» Entries shown:
○ ○ ○ ○ ○

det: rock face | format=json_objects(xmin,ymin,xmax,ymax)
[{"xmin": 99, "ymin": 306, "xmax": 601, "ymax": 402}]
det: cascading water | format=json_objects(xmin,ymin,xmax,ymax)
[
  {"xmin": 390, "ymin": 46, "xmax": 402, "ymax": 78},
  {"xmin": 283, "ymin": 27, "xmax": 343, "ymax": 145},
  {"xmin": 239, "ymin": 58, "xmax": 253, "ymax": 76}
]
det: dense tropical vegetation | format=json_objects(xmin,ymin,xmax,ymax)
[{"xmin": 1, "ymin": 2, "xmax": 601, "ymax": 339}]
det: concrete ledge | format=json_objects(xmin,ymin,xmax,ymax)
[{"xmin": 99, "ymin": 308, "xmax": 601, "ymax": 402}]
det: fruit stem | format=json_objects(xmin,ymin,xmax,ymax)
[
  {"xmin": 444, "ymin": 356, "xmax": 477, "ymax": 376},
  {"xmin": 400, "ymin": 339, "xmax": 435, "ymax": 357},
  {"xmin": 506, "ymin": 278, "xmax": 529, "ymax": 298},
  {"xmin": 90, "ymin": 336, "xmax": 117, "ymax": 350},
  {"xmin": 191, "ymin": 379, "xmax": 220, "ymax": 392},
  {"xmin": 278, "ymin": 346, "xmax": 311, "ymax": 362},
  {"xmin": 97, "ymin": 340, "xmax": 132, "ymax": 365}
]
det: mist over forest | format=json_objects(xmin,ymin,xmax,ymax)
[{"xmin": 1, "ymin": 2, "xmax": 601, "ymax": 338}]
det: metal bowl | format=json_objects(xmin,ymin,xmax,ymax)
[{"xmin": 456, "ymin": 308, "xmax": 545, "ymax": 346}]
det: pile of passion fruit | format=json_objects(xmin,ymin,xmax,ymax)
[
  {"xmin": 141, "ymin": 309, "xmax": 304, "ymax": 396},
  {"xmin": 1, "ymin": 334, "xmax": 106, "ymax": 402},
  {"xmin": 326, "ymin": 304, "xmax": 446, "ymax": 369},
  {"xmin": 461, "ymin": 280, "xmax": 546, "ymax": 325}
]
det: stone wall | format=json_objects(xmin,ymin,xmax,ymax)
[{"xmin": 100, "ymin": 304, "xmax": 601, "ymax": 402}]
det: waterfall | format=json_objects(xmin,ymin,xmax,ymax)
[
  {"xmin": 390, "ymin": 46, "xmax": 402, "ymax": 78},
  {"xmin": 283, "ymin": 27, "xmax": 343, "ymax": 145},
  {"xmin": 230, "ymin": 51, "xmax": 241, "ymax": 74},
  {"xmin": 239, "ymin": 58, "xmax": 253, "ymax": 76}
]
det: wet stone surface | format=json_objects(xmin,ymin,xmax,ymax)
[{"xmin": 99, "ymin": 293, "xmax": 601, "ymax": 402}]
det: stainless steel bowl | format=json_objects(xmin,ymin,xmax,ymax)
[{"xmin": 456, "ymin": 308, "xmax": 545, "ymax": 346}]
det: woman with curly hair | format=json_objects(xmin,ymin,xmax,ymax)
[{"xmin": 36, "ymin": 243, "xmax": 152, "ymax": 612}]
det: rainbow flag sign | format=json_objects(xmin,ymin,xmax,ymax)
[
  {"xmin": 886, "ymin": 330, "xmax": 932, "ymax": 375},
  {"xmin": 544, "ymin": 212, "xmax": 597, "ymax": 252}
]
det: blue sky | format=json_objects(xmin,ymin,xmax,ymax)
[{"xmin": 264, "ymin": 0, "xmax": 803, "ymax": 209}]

○ ○ ○ ○ ○

» Problem to work on:
Write out each of the lines above word for word, from the first one to the last.

» Task output:
det: rock face | format=json_objects(xmin,ymin,xmax,ymax)
[{"xmin": 99, "ymin": 306, "xmax": 601, "ymax": 402}]
det: cascading water | format=json_objects(xmin,ymin,xmax,ymax)
[
  {"xmin": 390, "ymin": 46, "xmax": 402, "ymax": 78},
  {"xmin": 283, "ymin": 27, "xmax": 343, "ymax": 145},
  {"xmin": 239, "ymin": 58, "xmax": 253, "ymax": 76}
]
det: dense tropical vegetation | format=json_objects(xmin,ymin,xmax,ymax)
[{"xmin": 1, "ymin": 2, "xmax": 601, "ymax": 339}]
det: concrete ledge | format=json_objects(xmin,ymin,xmax,ymax)
[{"xmin": 99, "ymin": 308, "xmax": 601, "ymax": 402}]
det: fruit stem | format=json_objects(xmin,ymin,xmax,ymax)
[
  {"xmin": 444, "ymin": 356, "xmax": 477, "ymax": 376},
  {"xmin": 400, "ymin": 339, "xmax": 435, "ymax": 357},
  {"xmin": 506, "ymin": 278, "xmax": 529, "ymax": 298},
  {"xmin": 90, "ymin": 336, "xmax": 117, "ymax": 350},
  {"xmin": 191, "ymin": 379, "xmax": 220, "ymax": 392},
  {"xmin": 278, "ymin": 346, "xmax": 311, "ymax": 362},
  {"xmin": 97, "ymin": 340, "xmax": 132, "ymax": 365}
]
det: mist over forest | format=json_objects(xmin,ymin,xmax,ymax)
[{"xmin": 1, "ymin": 2, "xmax": 601, "ymax": 338}]
det: metal bowl | format=json_objects(xmin,ymin,xmax,ymax)
[{"xmin": 456, "ymin": 308, "xmax": 545, "ymax": 346}]
det: pile of passion fruit | format=json_objects(xmin,ymin,xmax,ymax)
[
  {"xmin": 141, "ymin": 309, "xmax": 304, "ymax": 396},
  {"xmin": 1, "ymin": 334, "xmax": 106, "ymax": 402},
  {"xmin": 326, "ymin": 304, "xmax": 446, "ymax": 369},
  {"xmin": 461, "ymin": 280, "xmax": 546, "ymax": 325}
]
det: stone wall | format=json_objects(xmin,ymin,xmax,ymax)
[{"xmin": 100, "ymin": 304, "xmax": 601, "ymax": 402}]
det: waterfall | format=json_objects(xmin,ymin,xmax,ymax)
[
  {"xmin": 390, "ymin": 46, "xmax": 402, "ymax": 78},
  {"xmin": 283, "ymin": 27, "xmax": 343, "ymax": 145},
  {"xmin": 230, "ymin": 51, "xmax": 241, "ymax": 74},
  {"xmin": 239, "ymin": 58, "xmax": 253, "ymax": 76}
]
det: wet stone surface | format=json_objects(xmin,ymin,xmax,ymax)
[{"xmin": 99, "ymin": 293, "xmax": 601, "ymax": 402}]
det: stainless steel bowl | format=json_objects(xmin,ymin,xmax,ymax)
[{"xmin": 456, "ymin": 308, "xmax": 545, "ymax": 346}]
det: woman with curly hair | format=json_objects(xmin,ymin,xmax,ymax)
[{"xmin": 36, "ymin": 243, "xmax": 152, "ymax": 612}]
det: rainbow flag sign | format=json_objects(xmin,ymin,xmax,ymax)
[
  {"xmin": 886, "ymin": 330, "xmax": 932, "ymax": 375},
  {"xmin": 544, "ymin": 212, "xmax": 597, "ymax": 252}
]
det: blue sky | format=json_objects(xmin,ymin,xmax,ymax)
[{"xmin": 264, "ymin": 0, "xmax": 803, "ymax": 209}]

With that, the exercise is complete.